TASK INSTRUCTIONS: The answer should consist of each line from the data below that includes "sleeveless".

[TASK INPUTS — start]

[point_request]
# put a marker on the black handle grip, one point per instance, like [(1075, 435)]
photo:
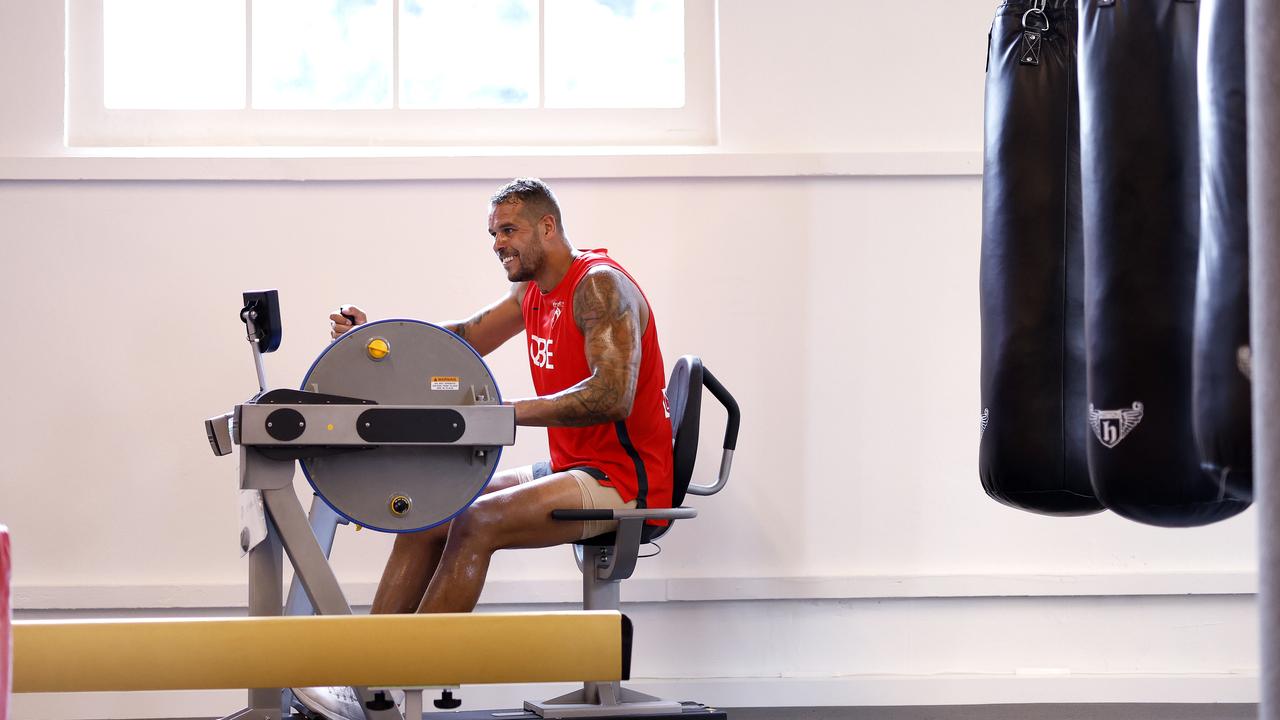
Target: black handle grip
[(730, 405), (581, 515)]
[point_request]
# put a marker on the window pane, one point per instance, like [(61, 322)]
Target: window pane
[(321, 54), (615, 53), (469, 54), (173, 54)]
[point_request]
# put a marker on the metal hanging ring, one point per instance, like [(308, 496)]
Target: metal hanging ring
[(1037, 9), (1042, 26)]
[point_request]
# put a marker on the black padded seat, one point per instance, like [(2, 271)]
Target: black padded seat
[(685, 400)]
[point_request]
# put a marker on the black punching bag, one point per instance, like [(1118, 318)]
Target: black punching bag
[(1032, 451), (1221, 367), (1141, 191)]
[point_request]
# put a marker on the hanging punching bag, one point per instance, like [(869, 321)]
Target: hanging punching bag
[(1223, 361), (1032, 450), (1141, 199)]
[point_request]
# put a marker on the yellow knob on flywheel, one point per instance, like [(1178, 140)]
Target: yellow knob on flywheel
[(378, 349)]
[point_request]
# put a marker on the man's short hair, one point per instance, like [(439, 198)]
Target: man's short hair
[(536, 197)]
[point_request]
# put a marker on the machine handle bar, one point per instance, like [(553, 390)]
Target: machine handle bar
[(656, 514)]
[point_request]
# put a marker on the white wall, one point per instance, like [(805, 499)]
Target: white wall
[(824, 265)]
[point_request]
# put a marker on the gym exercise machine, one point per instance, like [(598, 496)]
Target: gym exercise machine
[(398, 427)]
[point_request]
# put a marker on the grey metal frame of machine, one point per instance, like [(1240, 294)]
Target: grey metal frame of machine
[(269, 450), (277, 428)]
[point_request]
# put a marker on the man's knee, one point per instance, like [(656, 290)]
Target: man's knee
[(478, 524)]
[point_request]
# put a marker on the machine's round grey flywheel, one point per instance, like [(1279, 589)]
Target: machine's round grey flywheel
[(398, 488)]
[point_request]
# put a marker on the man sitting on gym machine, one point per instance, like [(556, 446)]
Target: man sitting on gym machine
[(598, 372)]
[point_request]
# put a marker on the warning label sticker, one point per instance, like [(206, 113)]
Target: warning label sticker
[(446, 383)]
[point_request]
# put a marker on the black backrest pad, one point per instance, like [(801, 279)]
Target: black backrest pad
[(685, 397)]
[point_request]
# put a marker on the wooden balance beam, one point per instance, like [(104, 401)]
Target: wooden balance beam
[(380, 651)]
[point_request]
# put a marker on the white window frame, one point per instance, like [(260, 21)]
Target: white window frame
[(91, 124)]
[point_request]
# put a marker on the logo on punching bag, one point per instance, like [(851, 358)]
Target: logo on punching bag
[(1244, 361), (1112, 425)]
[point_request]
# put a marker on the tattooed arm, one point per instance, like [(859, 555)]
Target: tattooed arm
[(494, 324), (612, 315)]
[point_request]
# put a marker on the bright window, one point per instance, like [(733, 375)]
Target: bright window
[(391, 72)]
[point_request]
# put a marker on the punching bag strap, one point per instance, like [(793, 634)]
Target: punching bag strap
[(1034, 26)]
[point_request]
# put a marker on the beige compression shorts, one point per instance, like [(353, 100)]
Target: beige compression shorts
[(595, 496)]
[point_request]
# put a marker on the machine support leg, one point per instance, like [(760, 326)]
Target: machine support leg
[(1262, 55), (265, 573), (311, 568)]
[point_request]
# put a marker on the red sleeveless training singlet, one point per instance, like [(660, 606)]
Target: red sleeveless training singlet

[TASK INPUTS — finish]

EXERCISE OUTPUT:
# put a marker on the red sleeveless training singlet, one point per instance, like [(660, 606)]
Target: red sleeveless training singlet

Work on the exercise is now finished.